[Instructions for the task]
From the records below, copy each line in which the string "exact" occurs.

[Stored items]
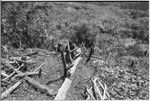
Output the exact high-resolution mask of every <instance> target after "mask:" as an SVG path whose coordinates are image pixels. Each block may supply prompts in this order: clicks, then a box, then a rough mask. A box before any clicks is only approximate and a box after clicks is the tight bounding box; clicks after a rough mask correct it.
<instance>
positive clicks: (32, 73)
mask: <svg viewBox="0 0 150 101" xmlns="http://www.w3.org/2000/svg"><path fill="white" fill-rule="evenodd" d="M37 74H39V72H25V73H21V74H17V75H15V77H24V76H31V75H37Z"/></svg>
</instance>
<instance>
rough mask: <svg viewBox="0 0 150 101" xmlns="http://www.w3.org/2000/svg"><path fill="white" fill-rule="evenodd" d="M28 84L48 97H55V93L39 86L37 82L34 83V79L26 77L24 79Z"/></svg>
mask: <svg viewBox="0 0 150 101" xmlns="http://www.w3.org/2000/svg"><path fill="white" fill-rule="evenodd" d="M24 79H25V80H26V81H27V82H28V83H30V84H32V85H33V86H34V87H35V88H38V89H39V90H40V91H42V92H45V93H47V94H48V95H50V96H54V95H56V93H57V92H56V91H55V90H52V89H49V88H48V87H47V86H45V85H42V84H40V83H39V82H37V81H35V80H34V79H32V78H30V77H28V76H26V77H25V78H24Z"/></svg>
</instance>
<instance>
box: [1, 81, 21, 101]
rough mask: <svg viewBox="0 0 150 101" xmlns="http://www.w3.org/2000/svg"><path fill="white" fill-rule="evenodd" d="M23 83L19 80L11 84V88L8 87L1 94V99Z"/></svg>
mask: <svg viewBox="0 0 150 101" xmlns="http://www.w3.org/2000/svg"><path fill="white" fill-rule="evenodd" d="M20 84H21V81H18V82H17V83H15V84H14V85H13V86H11V87H10V88H9V89H7V90H6V91H5V92H3V93H2V94H1V100H3V99H4V98H6V97H7V96H8V95H9V94H10V93H11V92H12V91H14V90H15V89H16V88H17V87H18V86H19V85H20Z"/></svg>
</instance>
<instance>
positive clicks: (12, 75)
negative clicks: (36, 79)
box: [2, 66, 22, 81]
mask: <svg viewBox="0 0 150 101" xmlns="http://www.w3.org/2000/svg"><path fill="white" fill-rule="evenodd" d="M21 67H22V66H19V67H18V68H17V69H16V71H18V70H19V69H20V68H21ZM16 71H14V72H13V73H11V74H10V75H9V76H8V77H6V78H5V79H3V80H2V81H7V80H10V79H11V78H12V77H13V76H14V75H15V74H16Z"/></svg>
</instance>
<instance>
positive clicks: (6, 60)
mask: <svg viewBox="0 0 150 101" xmlns="http://www.w3.org/2000/svg"><path fill="white" fill-rule="evenodd" d="M1 62H2V64H3V65H4V66H7V67H9V68H11V69H13V70H14V71H15V72H16V73H21V71H19V70H18V69H15V68H14V67H13V66H12V65H10V64H9V61H8V60H6V59H2V61H1Z"/></svg>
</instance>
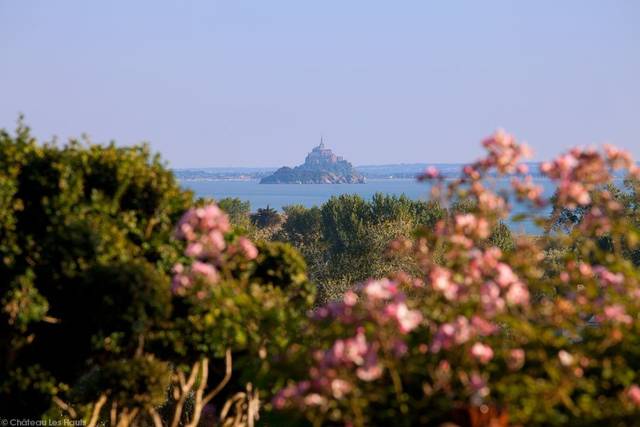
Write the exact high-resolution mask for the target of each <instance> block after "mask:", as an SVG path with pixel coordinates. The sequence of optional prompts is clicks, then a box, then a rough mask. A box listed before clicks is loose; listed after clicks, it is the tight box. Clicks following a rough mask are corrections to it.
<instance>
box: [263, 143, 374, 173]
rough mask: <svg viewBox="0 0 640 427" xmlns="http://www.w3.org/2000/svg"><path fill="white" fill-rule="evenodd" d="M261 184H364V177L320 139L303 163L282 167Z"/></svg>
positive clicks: (347, 161) (348, 163)
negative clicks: (293, 166)
mask: <svg viewBox="0 0 640 427" xmlns="http://www.w3.org/2000/svg"><path fill="white" fill-rule="evenodd" d="M260 184H364V177H363V176H362V175H361V174H360V173H359V172H358V171H357V170H355V169H354V168H353V166H352V165H351V163H349V162H348V161H346V160H345V159H343V158H342V157H341V156H336V155H335V154H334V153H333V151H331V150H330V149H329V148H326V147H325V145H324V141H323V140H322V139H320V145H318V146H317V147H315V148H314V149H313V150H311V152H310V153H309V154H308V155H307V158H306V159H305V161H304V163H303V164H302V165H300V166H296V167H294V168H290V167H286V166H285V167H282V168H280V169H278V170H277V171H275V172H274V173H273V175H270V176H267V177H265V178H262V180H260Z"/></svg>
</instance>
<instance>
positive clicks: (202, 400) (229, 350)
mask: <svg viewBox="0 0 640 427" xmlns="http://www.w3.org/2000/svg"><path fill="white" fill-rule="evenodd" d="M224 356H225V357H224V359H225V372H224V378H222V380H221V381H220V382H219V383H218V385H217V386H216V388H214V389H213V390H211V391H210V392H209V393H207V395H206V396H205V397H204V399H203V400H202V404H203V405H206V404H207V403H209V401H211V399H213V398H214V397H216V396H217V395H218V393H220V391H221V390H222V389H223V388H224V387H225V386H226V385H227V383H228V382H229V380H230V379H231V371H232V368H233V365H232V359H231V349H230V348H228V349H227V351H226V352H225V355H224Z"/></svg>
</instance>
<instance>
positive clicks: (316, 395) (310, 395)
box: [304, 393, 327, 406]
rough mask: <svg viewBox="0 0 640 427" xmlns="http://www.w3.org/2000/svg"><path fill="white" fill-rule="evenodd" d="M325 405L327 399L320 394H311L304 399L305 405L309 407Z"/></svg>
mask: <svg viewBox="0 0 640 427" xmlns="http://www.w3.org/2000/svg"><path fill="white" fill-rule="evenodd" d="M325 403H327V398H326V397H324V396H322V395H320V394H318V393H311V394H309V395H307V396H306V397H305V398H304V404H305V405H307V406H322V405H324V404H325Z"/></svg>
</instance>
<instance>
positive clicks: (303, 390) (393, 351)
mask: <svg viewBox="0 0 640 427" xmlns="http://www.w3.org/2000/svg"><path fill="white" fill-rule="evenodd" d="M313 317H314V318H315V319H316V320H330V321H336V322H340V323H342V324H344V325H345V326H348V325H355V329H356V333H355V335H354V336H352V337H349V338H339V339H336V340H335V341H334V342H333V344H332V345H331V347H330V348H329V349H327V350H318V351H315V352H314V365H313V366H312V367H311V368H310V370H309V376H310V378H311V380H307V381H301V382H298V383H295V384H292V385H290V386H288V387H286V388H284V389H282V390H280V392H278V394H277V395H276V396H275V398H274V400H273V403H274V406H275V407H276V408H280V409H281V408H284V407H287V406H297V407H300V408H309V407H312V406H322V405H324V404H326V403H327V402H328V399H329V398H333V399H341V398H342V397H344V396H345V395H346V394H348V393H349V392H350V391H351V390H352V389H353V388H354V387H355V384H354V382H355V381H358V380H359V381H365V382H369V381H374V380H376V379H378V378H380V377H381V376H382V374H383V371H384V367H383V366H384V365H383V363H382V361H381V359H380V354H379V352H380V351H381V350H383V349H385V350H388V351H389V352H391V354H394V355H395V356H397V357H399V356H401V355H403V354H405V353H406V351H407V345H406V343H405V342H404V340H402V339H401V337H402V336H403V335H406V334H408V333H409V332H411V331H413V330H414V329H416V328H417V327H418V326H419V325H420V324H421V322H422V320H423V318H422V314H421V313H420V312H419V311H417V310H412V309H410V308H409V307H408V306H407V305H406V302H405V295H404V294H403V293H402V292H400V291H399V290H398V285H397V283H395V282H393V281H391V280H388V279H382V280H370V281H368V282H366V283H364V284H363V285H361V286H360V287H359V288H358V289H357V292H355V291H347V292H346V293H345V295H344V297H343V300H342V301H340V302H334V303H330V304H328V305H326V306H324V307H320V308H319V309H317V310H316V312H315V313H314V314H313ZM365 324H371V325H372V326H373V332H371V336H370V337H369V338H367V334H366V333H365V328H364V327H363V325H365ZM354 374H355V375H354Z"/></svg>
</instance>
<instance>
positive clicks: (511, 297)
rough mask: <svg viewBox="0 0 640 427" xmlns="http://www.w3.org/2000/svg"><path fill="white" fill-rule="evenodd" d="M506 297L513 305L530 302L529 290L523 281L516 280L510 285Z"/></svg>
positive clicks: (517, 304) (512, 304)
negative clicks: (518, 280) (522, 283)
mask: <svg viewBox="0 0 640 427" xmlns="http://www.w3.org/2000/svg"><path fill="white" fill-rule="evenodd" d="M506 298H507V302H508V303H509V304H511V305H527V304H529V291H528V290H527V287H526V286H525V285H524V284H522V282H515V283H514V284H512V285H511V286H510V287H509V290H508V291H507V295H506Z"/></svg>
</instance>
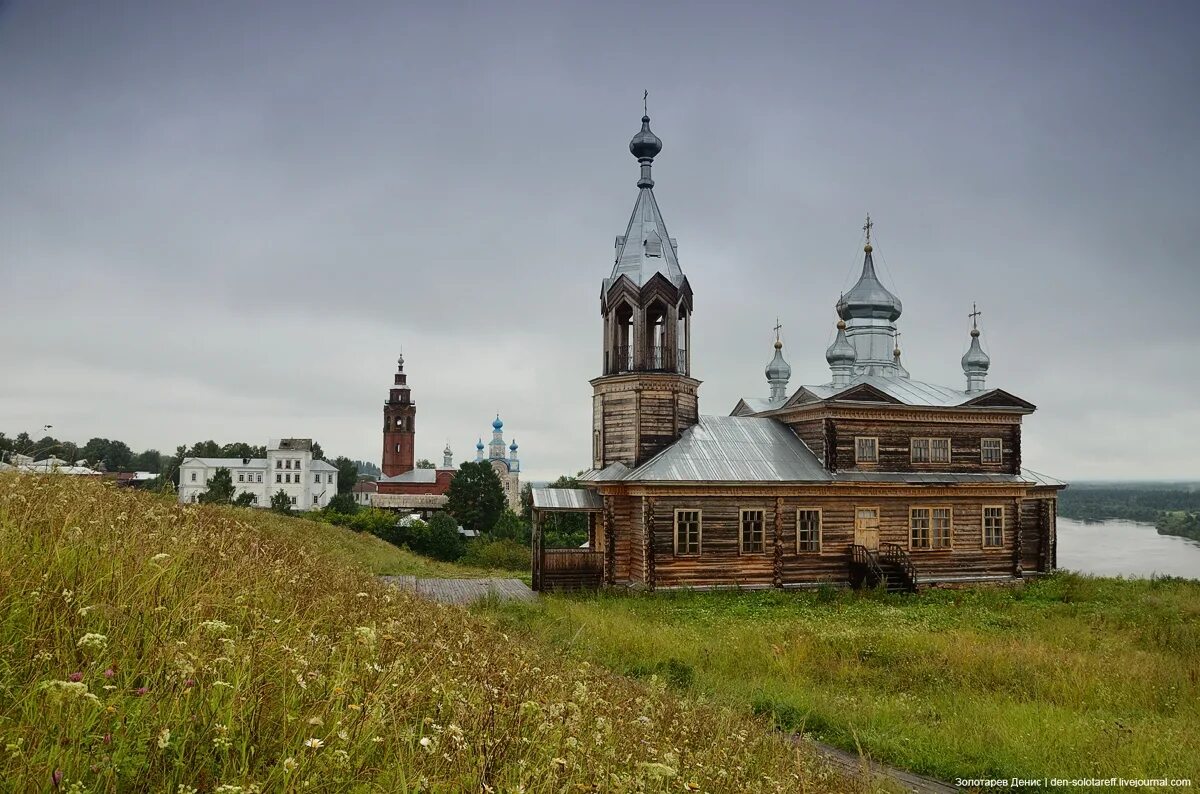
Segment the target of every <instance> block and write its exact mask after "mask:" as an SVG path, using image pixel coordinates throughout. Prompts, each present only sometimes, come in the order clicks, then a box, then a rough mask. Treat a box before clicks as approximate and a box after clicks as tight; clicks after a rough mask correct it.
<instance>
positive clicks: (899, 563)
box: [880, 543, 917, 593]
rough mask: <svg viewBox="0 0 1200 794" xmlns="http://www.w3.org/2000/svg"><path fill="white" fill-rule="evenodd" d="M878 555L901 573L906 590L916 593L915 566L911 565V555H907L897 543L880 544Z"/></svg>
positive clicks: (915, 573) (911, 556)
mask: <svg viewBox="0 0 1200 794" xmlns="http://www.w3.org/2000/svg"><path fill="white" fill-rule="evenodd" d="M880 554H882V555H883V559H886V560H887V561H889V563H893V564H895V565H896V566H898V567H899V569H900V570H901V571H904V576H905V579H906V582H905V583H906V584H907V585H908V589H910V590H912V591H913V593H916V591H917V566H916V565H913V563H912V554H910V553H908V549H906V548H905V547H904V546H899V545H898V543H880Z"/></svg>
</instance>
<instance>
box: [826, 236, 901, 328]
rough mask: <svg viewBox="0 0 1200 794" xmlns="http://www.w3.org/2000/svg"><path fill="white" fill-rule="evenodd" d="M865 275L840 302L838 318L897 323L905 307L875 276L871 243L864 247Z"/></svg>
mask: <svg viewBox="0 0 1200 794" xmlns="http://www.w3.org/2000/svg"><path fill="white" fill-rule="evenodd" d="M863 251H864V252H865V255H864V257H863V275H862V276H859V277H858V283H857V284H854V285H853V287H852V288H851V289H850V291H848V293H846V294H845V295H842V297H841V300H840V301H838V317H840V318H841V319H844V320H850V319H856V318H859V319H865V318H877V319H887V320H892V321H895V320H896V319H899V317H900V313H901V312H902V311H904V306H902V305H901V303H900V299H899V297H896V296H895V295H893V294H892V293H890V291H888V289H887V287H884V285H883V284H882V283H881V282H880V278H878V276H876V275H875V261H874V260H872V259H871V251H872V248H871V243H866V245H865V246H864V247H863Z"/></svg>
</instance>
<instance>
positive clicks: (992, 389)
mask: <svg viewBox="0 0 1200 794" xmlns="http://www.w3.org/2000/svg"><path fill="white" fill-rule="evenodd" d="M835 399H836V401H844V399H848V401H863V402H876V403H878V402H884V403H894V404H899V405H911V407H916V408H960V407H961V408H1015V409H1021V410H1026V411H1032V410H1034V408H1036V407H1034V405H1033V404H1032V403H1028V402H1026V401H1024V399H1021V398H1020V397H1016V396H1014V395H1010V393H1008V392H1006V391H1002V390H1000V389H992V390H990V391H986V392H983V393H978V392H970V391H962V390H961V389H950V387H949V386H940V385H937V384H930V383H924V381H922V380H913V379H911V378H894V377H890V375H859V377H858V378H856V379H854V380H853V381H852V383H851V384H850V385H848V386H834V385H832V384H824V385H821V386H800V387H799V389H798V390H797V391H796V393H794V395H792V397H791V398H790V399H788V401H787V408H793V407H797V405H803V404H805V403H809V402H827V401H835Z"/></svg>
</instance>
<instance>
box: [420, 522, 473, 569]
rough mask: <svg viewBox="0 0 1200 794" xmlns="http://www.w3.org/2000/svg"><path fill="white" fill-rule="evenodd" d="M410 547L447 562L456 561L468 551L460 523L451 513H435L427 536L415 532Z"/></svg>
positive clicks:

[Answer to the problem]
Output the exact high-resolution mask of every <instance> target after "mask:" as an SVG path whose coordinates are image pixels. Each block may supply prompts in this order: clicks, then a box, then a rough mask. A box before any clicks is only approximate and a box after clicks is the tight bounding box; clicks after a rough mask correct it.
Write the exact high-resolution mask for the target of each <instance> block after "mask:", as an SVG path with pixel coordinates. The sequence of optional prompts is clicks, then a box, then a rough mask. A box listed before clicks is loose; listed after clicks, it is the tight box. Clicks following a rough mask are corrections to it.
Segment the target of every <instance> block and write its exact mask after "mask:" as an SVG path, using image pixel coordinates throughout. Prompts, each present only sometimes, come in the order clicks, then a box, then a rough mask. Treat a box before clicks as approximate and a box after clicks as tight; clicks after a rough mask correct it.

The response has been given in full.